((

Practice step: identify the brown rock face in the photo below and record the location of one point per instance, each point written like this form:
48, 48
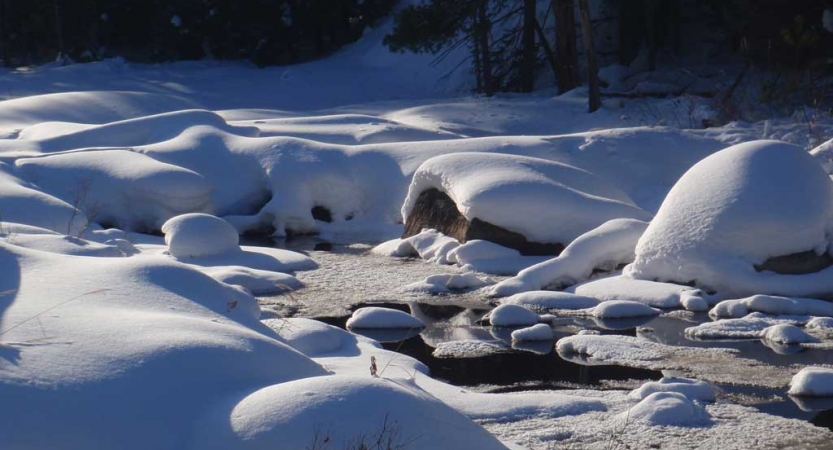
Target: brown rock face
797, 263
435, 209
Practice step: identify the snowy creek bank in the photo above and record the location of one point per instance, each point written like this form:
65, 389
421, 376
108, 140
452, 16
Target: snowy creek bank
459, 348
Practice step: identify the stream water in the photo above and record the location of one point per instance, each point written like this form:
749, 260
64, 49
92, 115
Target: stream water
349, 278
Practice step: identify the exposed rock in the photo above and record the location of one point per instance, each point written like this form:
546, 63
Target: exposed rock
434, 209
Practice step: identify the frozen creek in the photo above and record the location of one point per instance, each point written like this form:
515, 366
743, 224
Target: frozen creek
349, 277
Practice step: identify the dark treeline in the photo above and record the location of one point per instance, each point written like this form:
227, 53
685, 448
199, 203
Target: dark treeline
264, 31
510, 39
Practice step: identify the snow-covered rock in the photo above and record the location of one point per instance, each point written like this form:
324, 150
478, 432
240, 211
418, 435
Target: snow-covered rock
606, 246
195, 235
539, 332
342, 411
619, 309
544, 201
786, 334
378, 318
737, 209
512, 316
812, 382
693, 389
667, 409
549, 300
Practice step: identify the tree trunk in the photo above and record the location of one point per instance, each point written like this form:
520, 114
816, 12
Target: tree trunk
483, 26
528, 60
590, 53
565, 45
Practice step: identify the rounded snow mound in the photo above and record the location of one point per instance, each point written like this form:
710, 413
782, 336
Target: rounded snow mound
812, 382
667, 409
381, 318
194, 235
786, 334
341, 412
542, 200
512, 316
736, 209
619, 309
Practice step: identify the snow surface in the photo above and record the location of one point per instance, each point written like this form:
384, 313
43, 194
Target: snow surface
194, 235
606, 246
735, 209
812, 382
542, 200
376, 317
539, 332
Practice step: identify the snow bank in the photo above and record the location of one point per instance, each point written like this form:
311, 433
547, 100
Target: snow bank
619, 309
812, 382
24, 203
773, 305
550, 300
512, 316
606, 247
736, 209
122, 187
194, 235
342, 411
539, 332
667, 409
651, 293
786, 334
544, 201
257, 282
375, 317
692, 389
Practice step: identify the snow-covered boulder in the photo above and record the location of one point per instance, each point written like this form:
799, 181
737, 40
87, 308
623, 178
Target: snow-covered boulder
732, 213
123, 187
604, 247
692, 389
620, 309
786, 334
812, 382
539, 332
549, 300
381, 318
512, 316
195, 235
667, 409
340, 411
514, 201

))
((

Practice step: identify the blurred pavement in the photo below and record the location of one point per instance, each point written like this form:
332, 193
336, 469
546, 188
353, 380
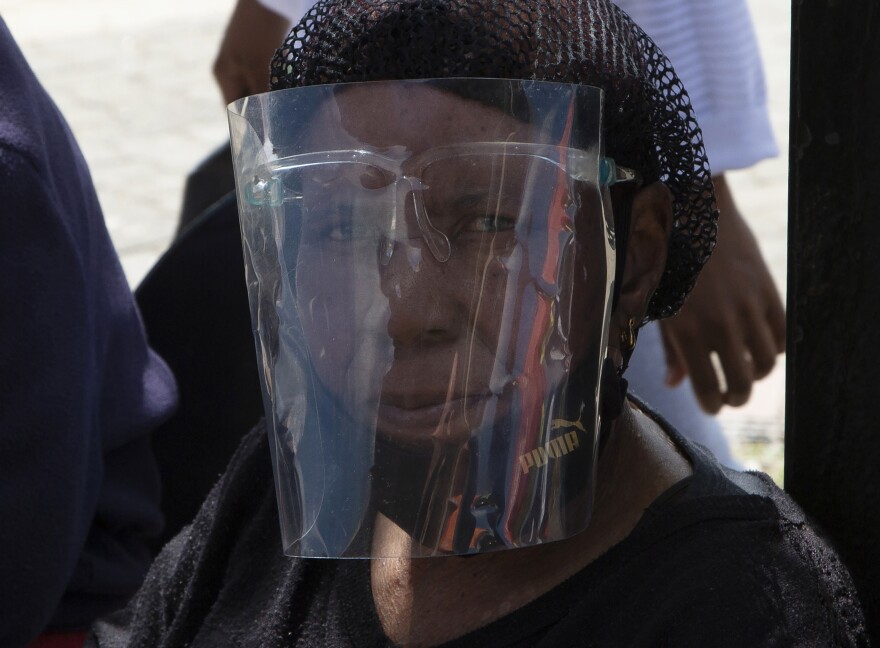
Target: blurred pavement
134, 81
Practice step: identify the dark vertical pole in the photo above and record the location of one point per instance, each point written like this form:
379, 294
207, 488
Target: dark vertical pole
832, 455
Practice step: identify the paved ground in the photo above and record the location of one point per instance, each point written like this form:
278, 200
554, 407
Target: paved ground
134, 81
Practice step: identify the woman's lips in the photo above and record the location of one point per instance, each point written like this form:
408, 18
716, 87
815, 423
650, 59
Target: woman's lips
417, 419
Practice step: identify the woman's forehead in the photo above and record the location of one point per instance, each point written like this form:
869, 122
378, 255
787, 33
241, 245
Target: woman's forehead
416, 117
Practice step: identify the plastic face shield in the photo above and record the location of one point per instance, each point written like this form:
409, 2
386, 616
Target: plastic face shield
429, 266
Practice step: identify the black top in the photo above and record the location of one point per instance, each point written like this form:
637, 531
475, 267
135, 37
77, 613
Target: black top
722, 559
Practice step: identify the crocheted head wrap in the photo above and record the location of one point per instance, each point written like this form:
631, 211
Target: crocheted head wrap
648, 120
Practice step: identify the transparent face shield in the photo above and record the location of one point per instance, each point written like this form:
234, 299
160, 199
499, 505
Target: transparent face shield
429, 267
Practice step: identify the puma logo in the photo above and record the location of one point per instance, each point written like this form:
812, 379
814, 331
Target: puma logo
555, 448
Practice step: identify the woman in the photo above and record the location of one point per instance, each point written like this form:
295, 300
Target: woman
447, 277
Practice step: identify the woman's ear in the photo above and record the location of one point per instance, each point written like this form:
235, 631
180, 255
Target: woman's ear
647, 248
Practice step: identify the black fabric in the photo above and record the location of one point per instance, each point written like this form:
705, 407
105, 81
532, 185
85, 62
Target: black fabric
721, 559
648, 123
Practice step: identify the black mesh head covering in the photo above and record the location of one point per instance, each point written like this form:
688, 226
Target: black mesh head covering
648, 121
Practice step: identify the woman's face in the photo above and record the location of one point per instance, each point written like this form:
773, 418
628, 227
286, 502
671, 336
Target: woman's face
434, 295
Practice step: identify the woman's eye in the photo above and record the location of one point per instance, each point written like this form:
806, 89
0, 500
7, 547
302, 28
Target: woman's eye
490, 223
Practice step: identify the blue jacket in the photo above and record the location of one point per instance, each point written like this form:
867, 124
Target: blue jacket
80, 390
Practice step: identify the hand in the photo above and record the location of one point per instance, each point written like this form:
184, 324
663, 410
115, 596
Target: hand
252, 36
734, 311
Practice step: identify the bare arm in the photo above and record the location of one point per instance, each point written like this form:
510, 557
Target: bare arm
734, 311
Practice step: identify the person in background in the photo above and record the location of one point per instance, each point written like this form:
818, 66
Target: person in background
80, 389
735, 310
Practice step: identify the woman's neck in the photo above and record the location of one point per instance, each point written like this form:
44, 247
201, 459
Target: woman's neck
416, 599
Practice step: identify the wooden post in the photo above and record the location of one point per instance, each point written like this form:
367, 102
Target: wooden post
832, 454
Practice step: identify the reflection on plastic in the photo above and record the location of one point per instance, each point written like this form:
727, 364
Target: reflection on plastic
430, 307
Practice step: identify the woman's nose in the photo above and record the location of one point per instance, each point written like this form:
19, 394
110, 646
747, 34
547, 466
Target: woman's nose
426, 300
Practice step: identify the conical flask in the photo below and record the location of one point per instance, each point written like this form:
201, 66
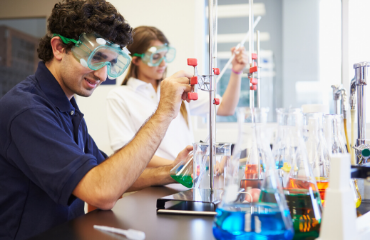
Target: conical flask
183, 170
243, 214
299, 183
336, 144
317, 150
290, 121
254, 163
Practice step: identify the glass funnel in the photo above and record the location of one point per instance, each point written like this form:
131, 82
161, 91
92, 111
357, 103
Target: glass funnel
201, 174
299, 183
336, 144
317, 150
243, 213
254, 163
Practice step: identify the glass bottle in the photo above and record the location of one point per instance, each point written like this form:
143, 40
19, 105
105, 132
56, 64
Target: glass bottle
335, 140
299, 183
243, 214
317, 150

))

● PROBLEM DETAILS: Which lines above include the word "below"? Show each one.

● ANSWER BOX:
Practice step: identify the brown rock face in the photo below and record the location of one point per instance, each point written like this form:
Practice step: identify the blurred pavement in the photo below and record the location of one point per instance, each point written like this form:
Practice step: identify the conical flask in the photo below and record the location of one point per instance, each point written like this form:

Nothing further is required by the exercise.